» Stored data:
##############################

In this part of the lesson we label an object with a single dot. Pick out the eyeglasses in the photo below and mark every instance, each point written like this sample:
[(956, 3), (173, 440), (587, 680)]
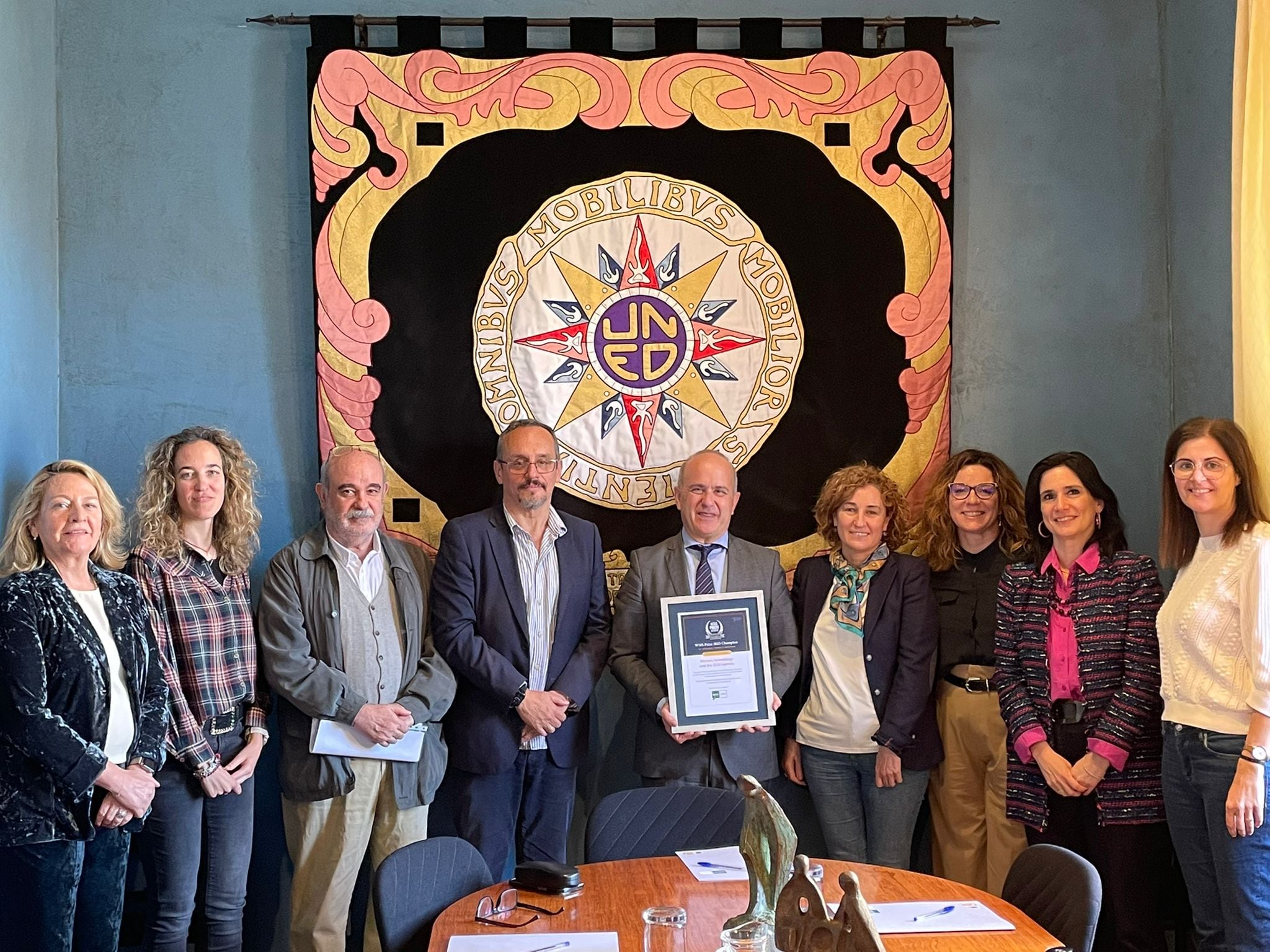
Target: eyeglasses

##############################

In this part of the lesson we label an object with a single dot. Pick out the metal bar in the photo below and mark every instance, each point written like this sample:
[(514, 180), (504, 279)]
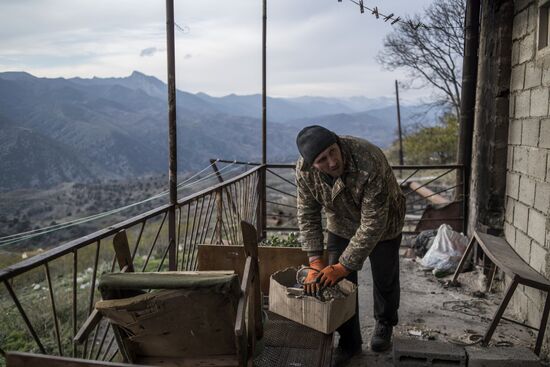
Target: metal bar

##############################

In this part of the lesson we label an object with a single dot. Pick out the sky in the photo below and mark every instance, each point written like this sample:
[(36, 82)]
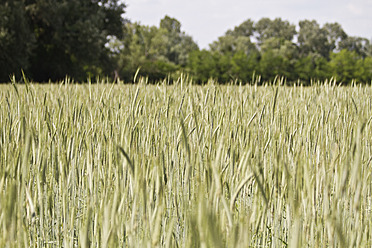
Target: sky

##############################

» Problem: All lines with the word "metal" must be located in the data and copied.

» Solved exercise:
In this part of the lesson we label an object with a single dot. Pick out the metal bar in the photo below and mark every instance, each point written like this sample:
Target: metal bar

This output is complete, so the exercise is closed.